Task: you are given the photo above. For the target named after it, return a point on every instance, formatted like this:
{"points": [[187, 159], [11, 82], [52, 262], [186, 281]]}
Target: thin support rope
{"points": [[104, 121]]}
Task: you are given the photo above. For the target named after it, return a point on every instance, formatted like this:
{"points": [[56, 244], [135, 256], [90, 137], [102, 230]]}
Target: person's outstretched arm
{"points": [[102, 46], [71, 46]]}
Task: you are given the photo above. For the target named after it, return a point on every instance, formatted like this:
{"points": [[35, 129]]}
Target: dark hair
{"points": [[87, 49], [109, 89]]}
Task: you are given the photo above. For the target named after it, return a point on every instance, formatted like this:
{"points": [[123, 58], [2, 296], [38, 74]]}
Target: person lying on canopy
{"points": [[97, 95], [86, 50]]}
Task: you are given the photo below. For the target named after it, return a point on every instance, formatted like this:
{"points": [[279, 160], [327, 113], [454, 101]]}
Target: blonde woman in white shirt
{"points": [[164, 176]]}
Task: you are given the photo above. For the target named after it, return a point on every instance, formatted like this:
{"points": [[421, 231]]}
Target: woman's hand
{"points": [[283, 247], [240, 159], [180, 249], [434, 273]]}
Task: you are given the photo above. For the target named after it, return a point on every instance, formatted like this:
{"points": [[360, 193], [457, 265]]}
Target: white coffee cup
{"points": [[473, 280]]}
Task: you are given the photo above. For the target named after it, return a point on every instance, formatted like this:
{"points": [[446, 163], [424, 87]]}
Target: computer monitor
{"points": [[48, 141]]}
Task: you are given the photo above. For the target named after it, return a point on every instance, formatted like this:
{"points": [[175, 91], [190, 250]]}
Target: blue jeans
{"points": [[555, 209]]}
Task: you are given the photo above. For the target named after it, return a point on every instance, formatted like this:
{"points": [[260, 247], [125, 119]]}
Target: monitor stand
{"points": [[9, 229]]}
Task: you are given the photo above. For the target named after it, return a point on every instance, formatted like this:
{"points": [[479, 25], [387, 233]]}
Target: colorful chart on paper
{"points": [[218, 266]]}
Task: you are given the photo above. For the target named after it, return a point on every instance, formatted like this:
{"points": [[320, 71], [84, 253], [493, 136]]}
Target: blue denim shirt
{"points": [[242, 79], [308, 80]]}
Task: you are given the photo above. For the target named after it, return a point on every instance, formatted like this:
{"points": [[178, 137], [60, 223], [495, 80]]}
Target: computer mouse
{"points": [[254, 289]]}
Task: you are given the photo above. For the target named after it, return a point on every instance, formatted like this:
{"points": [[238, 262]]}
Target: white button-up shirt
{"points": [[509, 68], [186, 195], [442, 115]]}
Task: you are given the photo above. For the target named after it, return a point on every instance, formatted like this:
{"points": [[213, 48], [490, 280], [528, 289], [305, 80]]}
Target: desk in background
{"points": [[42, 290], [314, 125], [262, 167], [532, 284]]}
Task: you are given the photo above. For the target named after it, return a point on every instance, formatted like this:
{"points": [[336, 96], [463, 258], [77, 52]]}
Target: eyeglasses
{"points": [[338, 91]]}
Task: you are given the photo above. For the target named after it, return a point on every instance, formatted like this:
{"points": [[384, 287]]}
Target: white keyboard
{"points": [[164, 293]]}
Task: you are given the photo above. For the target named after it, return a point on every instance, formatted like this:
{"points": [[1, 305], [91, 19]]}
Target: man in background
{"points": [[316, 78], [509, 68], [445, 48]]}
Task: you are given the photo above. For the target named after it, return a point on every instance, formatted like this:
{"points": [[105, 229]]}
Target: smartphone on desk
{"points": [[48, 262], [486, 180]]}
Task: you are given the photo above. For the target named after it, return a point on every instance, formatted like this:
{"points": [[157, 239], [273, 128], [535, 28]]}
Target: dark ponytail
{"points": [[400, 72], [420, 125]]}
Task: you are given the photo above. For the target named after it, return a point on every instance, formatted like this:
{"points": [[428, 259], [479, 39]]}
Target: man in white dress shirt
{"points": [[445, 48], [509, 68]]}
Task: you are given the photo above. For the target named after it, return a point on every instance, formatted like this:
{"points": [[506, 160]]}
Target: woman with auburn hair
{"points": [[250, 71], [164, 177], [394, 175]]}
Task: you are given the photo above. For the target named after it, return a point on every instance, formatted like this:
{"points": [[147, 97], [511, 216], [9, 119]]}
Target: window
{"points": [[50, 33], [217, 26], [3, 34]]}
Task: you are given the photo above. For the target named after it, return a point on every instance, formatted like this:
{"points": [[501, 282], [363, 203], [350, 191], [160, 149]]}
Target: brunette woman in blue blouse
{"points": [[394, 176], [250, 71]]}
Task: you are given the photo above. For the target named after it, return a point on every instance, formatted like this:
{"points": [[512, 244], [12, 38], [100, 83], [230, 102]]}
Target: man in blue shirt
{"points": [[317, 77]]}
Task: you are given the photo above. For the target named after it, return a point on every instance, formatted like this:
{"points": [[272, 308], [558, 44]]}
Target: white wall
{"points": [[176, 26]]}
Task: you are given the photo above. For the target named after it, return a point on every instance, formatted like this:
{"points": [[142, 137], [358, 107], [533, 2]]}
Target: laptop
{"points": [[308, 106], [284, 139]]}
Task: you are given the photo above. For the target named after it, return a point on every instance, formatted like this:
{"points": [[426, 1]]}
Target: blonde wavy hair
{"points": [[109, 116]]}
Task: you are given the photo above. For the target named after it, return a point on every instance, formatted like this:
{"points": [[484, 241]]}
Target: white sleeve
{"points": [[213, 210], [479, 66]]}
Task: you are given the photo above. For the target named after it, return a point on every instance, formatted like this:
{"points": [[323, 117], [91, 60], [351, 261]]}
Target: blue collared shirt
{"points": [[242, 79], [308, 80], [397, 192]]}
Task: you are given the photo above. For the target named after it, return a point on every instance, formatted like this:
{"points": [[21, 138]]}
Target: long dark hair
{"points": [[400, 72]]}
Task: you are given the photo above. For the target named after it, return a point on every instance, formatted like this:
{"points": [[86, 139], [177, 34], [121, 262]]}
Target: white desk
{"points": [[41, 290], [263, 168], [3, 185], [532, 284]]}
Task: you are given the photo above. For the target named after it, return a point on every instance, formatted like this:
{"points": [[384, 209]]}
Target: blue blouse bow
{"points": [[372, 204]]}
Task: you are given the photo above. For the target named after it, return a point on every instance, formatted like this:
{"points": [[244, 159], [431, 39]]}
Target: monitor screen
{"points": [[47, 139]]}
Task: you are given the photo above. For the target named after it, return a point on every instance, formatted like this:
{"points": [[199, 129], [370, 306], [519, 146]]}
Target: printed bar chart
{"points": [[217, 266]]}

*-*-*

• [Exercise description]: Repeat the material above in full, exactly as it stands.

• [Response]:
Task: you are given the photo above. For the target named after it, return a point on every instance, formatted like this:
{"points": [[187, 159], [11, 82], [52, 262], [186, 281]]}
Target: thin support rope
{"points": [[104, 121]]}
Task: you are given the photo above. For the target named after it, return a point on every instance, formatted like this:
{"points": [[56, 244], [135, 256], [90, 137], [102, 230]]}
Target: person's outstretched arm
{"points": [[102, 46], [71, 46]]}
Task: you are given the photo above. For the target named after it, return a point on every instance, formatted like this:
{"points": [[35, 129]]}
Target: dark hair
{"points": [[87, 49], [109, 89]]}
Task: you are given the photo above. For the target named after it, return a point on every instance, formatted like this:
{"points": [[123, 58], [2, 296], [38, 74]]}
Target: person lying on canopy
{"points": [[97, 95], [86, 50]]}
Task: you are given the photo below. For the target named after it, return a point on every instance, formatted like this:
{"points": [[279, 160], [327, 113], [454, 101]]}
Target: blonde woman in white shirt
{"points": [[164, 176]]}
Task: you are given the photo above. For the target named after it, return a point on every instance, formatted like this:
{"points": [[421, 231]]}
Target: woman's hand
{"points": [[283, 247], [240, 159], [180, 249], [434, 273]]}
Task: you are given the photo above. For the target named after it, return a point on every instance, formatted like this:
{"points": [[360, 193], [457, 265]]}
Target: white coffee cup
{"points": [[473, 280]]}
Task: you are given the photo above. For the target named after it, return a point on every instance, formatted like this:
{"points": [[446, 163], [424, 87]]}
Target: computer monitor
{"points": [[48, 141]]}
Task: you are given the photo above. For the target named after it, return a point on every instance, formatted like this:
{"points": [[175, 91], [190, 250]]}
Target: blue jeans
{"points": [[555, 209]]}
Task: you are given the photo above. For the target named after it, return a point on every instance, formatted like this:
{"points": [[260, 247], [125, 119]]}
Target: monitor stand
{"points": [[9, 229]]}
Task: you are given the photo above. For the target named after it, return a point on every instance, formatted like this:
{"points": [[479, 25], [387, 233]]}
Target: colorful chart on paper
{"points": [[218, 266]]}
Task: you are given the photo above. For the target named after it, return a point on every instance, formatted like this:
{"points": [[320, 71], [84, 253], [493, 136]]}
Target: blue denim shirt
{"points": [[242, 79], [308, 80]]}
Task: you are given the photo above. For the target named after it, return a point on every instance, formatted like this:
{"points": [[178, 137], [60, 223], [495, 80]]}
Target: computer mouse
{"points": [[254, 289]]}
Task: you are given the photo above. For the target named after it, return a point on every instance, formatted like this:
{"points": [[238, 262]]}
Target: white button-up shirt
{"points": [[509, 68], [186, 195], [442, 115]]}
Task: you are given the photo above. For the target named after it, return a point on every instance, formatted like this:
{"points": [[213, 48], [490, 280], [528, 289], [305, 80]]}
Target: desk in background
{"points": [[42, 290], [314, 125], [262, 167], [532, 284]]}
Task: you are given the photo above. For the target named after it, return a point on every instance, formatted like this:
{"points": [[336, 96], [463, 258], [77, 52]]}
Target: eyeglasses
{"points": [[338, 91]]}
Task: you are given the photo above. For the target named after it, return a point on every instance, formatted like this:
{"points": [[384, 287]]}
Target: white keyboard
{"points": [[164, 293]]}
Task: you are given the photo above. For the target named after it, return a point on every instance, formatted like this:
{"points": [[1, 305], [91, 19]]}
Target: man in background
{"points": [[316, 78], [509, 68], [445, 48]]}
Task: you are given the photo above. For the target named after it, return a point on every instance, formatted like this:
{"points": [[105, 229]]}
Target: smartphone on desk
{"points": [[48, 262], [486, 180]]}
Task: you are given the photo above. For the target named after it, return a point on every instance, formatted like this:
{"points": [[157, 239], [273, 128], [535, 28]]}
Target: dark ponytail
{"points": [[400, 72], [420, 125]]}
Task: you are given the photo above. For the target named after it, return a point on every instance, formatted like this:
{"points": [[428, 259], [479, 39]]}
Target: man in white dress shirt
{"points": [[445, 48], [509, 68]]}
Task: you are given the photo above. For the target named after it, return a point on every instance, formatted like this:
{"points": [[506, 160]]}
Target: woman with auburn hair
{"points": [[250, 71], [164, 177], [394, 175]]}
Task: you are given the photo above. For the target named after it, return a point on every instance, formatted like this:
{"points": [[147, 97], [511, 216], [9, 119]]}
Target: window
{"points": [[50, 33], [217, 26], [3, 34]]}
Task: you are given the photo above. For the target named after it, return a point on every instance, formatted like this:
{"points": [[501, 282], [363, 203], [350, 191], [160, 149]]}
Target: brunette woman in blue blouse
{"points": [[394, 176], [250, 71]]}
Task: you are given the photo above. For the target named after it, return a point on every instance, formatted like this:
{"points": [[512, 244], [12, 38], [100, 83], [230, 102]]}
Target: man in blue shirt
{"points": [[317, 77]]}
Task: you are given the photo above. For the target named after it, return a point on every instance, formatted like this:
{"points": [[272, 308], [558, 44]]}
Target: white wall
{"points": [[176, 26]]}
Task: you are given the photo above. For the target named after it, return a point on every instance, formatted like this:
{"points": [[142, 137], [358, 107], [533, 2]]}
Target: laptop
{"points": [[308, 106], [284, 139]]}
Task: you are given the photo above. For the target named after it, return a point on every instance, formatted like this:
{"points": [[426, 1]]}
Target: blonde wavy hair
{"points": [[109, 116]]}
Task: you are given the photo above. For the target named after it, return a point on every instance, formatted like this:
{"points": [[484, 241]]}
Target: white sleeve
{"points": [[213, 210], [479, 66]]}
Task: you are given the photo above. For the target named after it, return a point on every instance, formatted like this:
{"points": [[323, 117], [91, 60], [351, 261]]}
Target: blue collared shirt
{"points": [[242, 79], [308, 80], [397, 192]]}
Task: you are given the photo above. For the target named after it, return a point on every instance, formatted like this:
{"points": [[21, 138]]}
Target: long dark hair
{"points": [[400, 72]]}
Task: you are given the photo above. For the target named after it, return a point on every instance, formatted like this:
{"points": [[86, 139], [177, 34], [121, 262]]}
Target: white desk
{"points": [[41, 290], [263, 168], [3, 185], [532, 284]]}
Task: you are given the photo above. For the target named after it, return a point on every instance, formatted like this:
{"points": [[384, 209]]}
Target: blue blouse bow
{"points": [[372, 204]]}
Task: you are given the photo above. For the target named after it, return a point on every instance, formatted like this:
{"points": [[244, 159], [431, 39]]}
Target: monitor screen
{"points": [[47, 139]]}
Task: you are given the photo above. For the target named after it, return a point on every instance, formatted like this:
{"points": [[199, 129], [370, 306], [519, 146]]}
Target: printed bar chart
{"points": [[217, 266]]}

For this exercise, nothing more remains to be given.